Continue the interview with Kim Chinquee from the point at which it stops.

Study text
____

Rupi Kaur: she seems an easy and lazy target for literary archers. I don’t care for the lyrically uncomplicated statements of her poems, but she might have allowed more young readers into literature than most of us combined. Maybe?

Monday, March 27, 2023

12 or 20 (second series) questions with Kim Chinquee

Kim Chinquee grew up on a dairy farm in Wisconsin, served in the medical field in the Air Force, and is often referred to as the “queen” of flash fiction. She’s published hundreds of pieces of fiction and nonfiction in journals and magazines including The Nation, Ploughshares, NOON, Storyquarterly, Denver Quarterly, Fiction, Story, Notre Dame Review, Conjunctions, and others. She is the recipient of three Pushcart Prizes and a Henfield Prize. She is Senior Editor of New World Writing Quarterly, Chief Editor of Elm Leaves Journal (ELJ) and co-director of SUNY—Buffalo State University’s Writing Major. She’s the author of eight books, most recently (her debut novel) Pipette.

1 - How did your first book change your life? How does your most recent work compare to your previous? How does it feel different?
My first book, Oh Baby, published in 2008, taught me a lot about the process of book publishing. It also taught me that I can write a book! It made me feel more like an actual writer, too. Pipette, my most recent work is a novel, whereas Oh Baby seemed more like stories with some recurring themes. They are both told in the flash fiction form, though I believe Pipette's chapters are a bit more fleshed out.

____

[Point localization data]
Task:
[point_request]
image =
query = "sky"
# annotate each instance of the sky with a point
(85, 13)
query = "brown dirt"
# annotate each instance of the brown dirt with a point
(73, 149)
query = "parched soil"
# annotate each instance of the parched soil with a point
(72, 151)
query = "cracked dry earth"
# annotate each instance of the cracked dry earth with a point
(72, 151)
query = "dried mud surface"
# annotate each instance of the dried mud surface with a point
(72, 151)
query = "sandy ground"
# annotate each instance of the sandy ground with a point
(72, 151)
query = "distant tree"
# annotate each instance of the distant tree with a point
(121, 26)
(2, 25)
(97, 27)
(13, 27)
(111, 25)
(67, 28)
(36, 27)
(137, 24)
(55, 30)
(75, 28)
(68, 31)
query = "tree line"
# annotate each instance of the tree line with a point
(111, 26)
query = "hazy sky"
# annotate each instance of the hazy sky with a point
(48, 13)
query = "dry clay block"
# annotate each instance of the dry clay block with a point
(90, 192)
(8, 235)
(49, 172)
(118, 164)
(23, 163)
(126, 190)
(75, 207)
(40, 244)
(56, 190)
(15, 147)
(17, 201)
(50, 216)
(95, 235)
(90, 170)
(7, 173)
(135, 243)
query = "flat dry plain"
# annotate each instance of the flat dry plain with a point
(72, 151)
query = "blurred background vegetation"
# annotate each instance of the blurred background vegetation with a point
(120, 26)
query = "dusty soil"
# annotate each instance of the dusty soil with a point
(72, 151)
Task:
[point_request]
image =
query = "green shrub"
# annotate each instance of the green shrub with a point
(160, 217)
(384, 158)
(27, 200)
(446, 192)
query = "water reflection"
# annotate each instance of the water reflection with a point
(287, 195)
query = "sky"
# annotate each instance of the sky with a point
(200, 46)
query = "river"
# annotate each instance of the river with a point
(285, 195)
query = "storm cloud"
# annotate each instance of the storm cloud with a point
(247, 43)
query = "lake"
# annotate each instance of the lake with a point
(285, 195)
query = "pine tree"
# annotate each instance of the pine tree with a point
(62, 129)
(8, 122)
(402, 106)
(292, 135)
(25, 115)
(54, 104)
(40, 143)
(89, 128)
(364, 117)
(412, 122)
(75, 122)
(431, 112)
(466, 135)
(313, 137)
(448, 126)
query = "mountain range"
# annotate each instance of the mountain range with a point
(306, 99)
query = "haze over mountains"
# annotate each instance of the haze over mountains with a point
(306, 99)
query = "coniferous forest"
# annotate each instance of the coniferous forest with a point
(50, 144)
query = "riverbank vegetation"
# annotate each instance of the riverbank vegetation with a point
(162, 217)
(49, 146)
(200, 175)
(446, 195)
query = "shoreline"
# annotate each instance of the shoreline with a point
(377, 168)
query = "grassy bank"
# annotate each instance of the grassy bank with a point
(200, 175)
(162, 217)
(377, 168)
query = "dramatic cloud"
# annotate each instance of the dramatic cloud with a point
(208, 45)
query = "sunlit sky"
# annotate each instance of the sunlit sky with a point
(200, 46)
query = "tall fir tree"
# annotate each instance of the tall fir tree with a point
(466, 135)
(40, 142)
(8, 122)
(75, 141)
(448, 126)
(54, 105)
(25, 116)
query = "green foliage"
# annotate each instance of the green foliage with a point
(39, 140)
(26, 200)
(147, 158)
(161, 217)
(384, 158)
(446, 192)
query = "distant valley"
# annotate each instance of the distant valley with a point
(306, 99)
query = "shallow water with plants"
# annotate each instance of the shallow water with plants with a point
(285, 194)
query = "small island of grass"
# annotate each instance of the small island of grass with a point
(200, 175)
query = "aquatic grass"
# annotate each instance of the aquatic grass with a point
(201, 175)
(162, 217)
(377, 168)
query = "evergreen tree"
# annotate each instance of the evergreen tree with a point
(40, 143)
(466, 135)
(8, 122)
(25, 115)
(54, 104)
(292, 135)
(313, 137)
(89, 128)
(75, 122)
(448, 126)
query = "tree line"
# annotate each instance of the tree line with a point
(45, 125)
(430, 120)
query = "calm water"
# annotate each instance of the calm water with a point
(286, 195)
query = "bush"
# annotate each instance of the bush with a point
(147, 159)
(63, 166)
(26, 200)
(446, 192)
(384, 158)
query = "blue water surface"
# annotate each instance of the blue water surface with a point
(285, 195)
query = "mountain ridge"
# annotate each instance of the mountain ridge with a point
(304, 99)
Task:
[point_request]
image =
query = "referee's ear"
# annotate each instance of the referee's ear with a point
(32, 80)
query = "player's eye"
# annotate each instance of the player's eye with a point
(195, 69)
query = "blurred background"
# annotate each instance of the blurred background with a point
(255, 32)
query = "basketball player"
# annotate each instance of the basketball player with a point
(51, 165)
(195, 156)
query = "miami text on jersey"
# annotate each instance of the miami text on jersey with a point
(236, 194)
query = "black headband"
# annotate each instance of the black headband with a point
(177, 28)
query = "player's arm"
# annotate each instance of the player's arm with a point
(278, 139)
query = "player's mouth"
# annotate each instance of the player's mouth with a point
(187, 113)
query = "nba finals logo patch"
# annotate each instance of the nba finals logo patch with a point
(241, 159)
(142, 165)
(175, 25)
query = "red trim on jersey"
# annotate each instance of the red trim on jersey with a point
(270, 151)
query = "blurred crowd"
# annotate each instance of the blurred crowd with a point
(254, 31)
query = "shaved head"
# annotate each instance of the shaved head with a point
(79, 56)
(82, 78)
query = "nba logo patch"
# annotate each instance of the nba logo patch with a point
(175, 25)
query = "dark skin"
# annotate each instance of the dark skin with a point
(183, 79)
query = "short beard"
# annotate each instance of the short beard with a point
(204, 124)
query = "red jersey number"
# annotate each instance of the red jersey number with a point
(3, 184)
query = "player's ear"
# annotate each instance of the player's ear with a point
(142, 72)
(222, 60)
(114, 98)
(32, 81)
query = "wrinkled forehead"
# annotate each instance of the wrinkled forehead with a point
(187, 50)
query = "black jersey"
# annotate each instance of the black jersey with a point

____

Task response
2 - How did you come to fiction first, as opposed to, say, poetry or non-fiction?
I took a fiction writing class in college before taking any poetry or nonfiction classes, and I just fell in love with the genre. I still do enjoy writing poetry and nonfiction, yet I prefer the craft of fiction, and making things up, and seeing how a story can change by just adding/changing a character, a place, or event.
 
3 - How long does it take to start any particular writing project? Does your writing initially come quickly, or is it a slow process? Do first drafts appear looking close to their final shape, or does your work come out of copious notes?
I guess it varies. Though it's usually a slow process. I tend to write using prompt words and exercises, and sometimes craft various pieces together and write a short series of pieces and string them together and then reshape. First drafts rarely look close to their final shapes.

4 - Where does a work of prose usually begin for you? Are you an author of short pieces that end up combining into a larger project, or are you working on a "book" from the very beginning?
I rarely work on a "book" from the very beginning, though I've tried, and am still working on a few! I love the satisfaction of writing a short piece, and then maybe building from there.

5 - Are public readings part of or counter to your creative process? Are you the sort of writer who enjoys doing readings?
I do enjoy readings! I see them as part of my creative process. Sometimes, I'll edit a piece while reading, based on the response of the audience, or deciding I'm bored with certain parts, or realizing maybe a story needs to end a lot sooner.
 
6 - Do you have any theoretical concerns behind your writing? What kinds of questions are you trying to answer with your work? What do you even think the current questions are?
Good questions! I don't see myself as answering questions with my work, as most of the work, as I write, begs more questions. Mostly about character, plot, language, all the elements and how they work together.

7 – What do you see the current role of the writer being in larger culture? Do they even have one? What do you think the role of the writer should be?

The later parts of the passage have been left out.